-------- Fragmento del texto --------
Por qué el decrecimiento no nos salvará de la crisis climática

Pedro Fresco

La descarbonización de la economía es un problema muy complejo, con emisiones de gases de efecto invernadero de muy distinto origen, en sectores muy diferentes y con soluciones diversas en función de la naturaleza de esas emisiones. Esas soluciones, además, son multifactoriales, no solo requieren cambios tecnológicos sino también regulaciones legales, innovaciones fiscales y cambios estructurales. Existe un alto grado de complejidad en este debate y por eso las soluciones son muy específicas en cada caso, sin ninguna solución perfecta porque, en el mundo real, todo tiene pros y contras.

Por eso me disgusta especialmente ver que desde algunos sectores se ofrecen soluciones simples y mágicas, a modo de receta para todo y de simplísimo dogma de salvación. Debemos ser todos muy tontos si estamos permanentemente rebanándonos los sesos para buscar mejores estrategias y soluciones a cada uno de los problemas y sectores cuando hay una solución simple y efectiva. Me cansa cuando se dice que el mercado lo va a solucionar todo con su mano invisible y siento lo mismo cuando se propone otra solución mágica que se lanza casi como si fuese un conjuro: decrecer.

Los seres humanos tenemos una tendencia natural a simplificar todo, avasallados por la enorme complejidad del mundo. A nivel de impactos ambientales hay un pensamiento que es intuitivo: si nuestro impacto es mayor del que es asumible para el planeta, debemos impactar menos. Es sencillo. Si es un problema de consumo de recursos pues consumamos menos recursos por persona. Es igual de simple que decir que si hay demasiado impacto por persona busquemos la manera de ser menos personas. Si fuésemos 1.000 millones de personas nuestros impactos ecológicos globales serían ocho veces menores.

Este pensamiento simple, sin embargo, tiene varios problemas. El fundamental es que es anti-histórico y anti-político, al no atender a la realidad de las sociedades humanas. Lo que es factible en un papel no lo es en la gestión social de un problema, lo que quizá debería representar la primera lección para cualquiera que quiera hacer o influir en normativas o estrategias públicas. Pero no me quiero centrar en eso. El otro problema de este pensamiento es que se originó hace varias décadas en un contexto que no era el del cambio climático, sino los problemas de contaminación y de consumo de recursos. Si estamos consumiendo un 50 o un 100% más recursos de los que el planeta puede regenerar resulta bastante intuitivo pensar que reduciendo nuestro consumo total un tercio o la mitad estaríamos dentro de los límites de consumo aceptables. Sobre el papel es fácil y tiene cierta verosimilitud, porque resulta razonable pensar en un menor consumo material en esos grados. Haciendo las cosas bien se podría hacer probablemente sin pérdidas en el bienestar siempre que las reducciones no fuesen de cosas básicas sino accesorias o absurdas.
-------- Material de trabajo --------
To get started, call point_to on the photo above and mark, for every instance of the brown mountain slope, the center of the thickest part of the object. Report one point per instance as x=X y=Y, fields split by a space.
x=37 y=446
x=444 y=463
--------
* _Objetivo de la tarea_:
Enumera todo lo que, según el texto sobre el decrecimiento, requieren las soluciones multifactoriales a la descarbonización.

* _Resultado de la tarea_:
- Cambios tecnológicos
- Regulaciones legales
- Innovaciones fiscales
- Cambios estructurales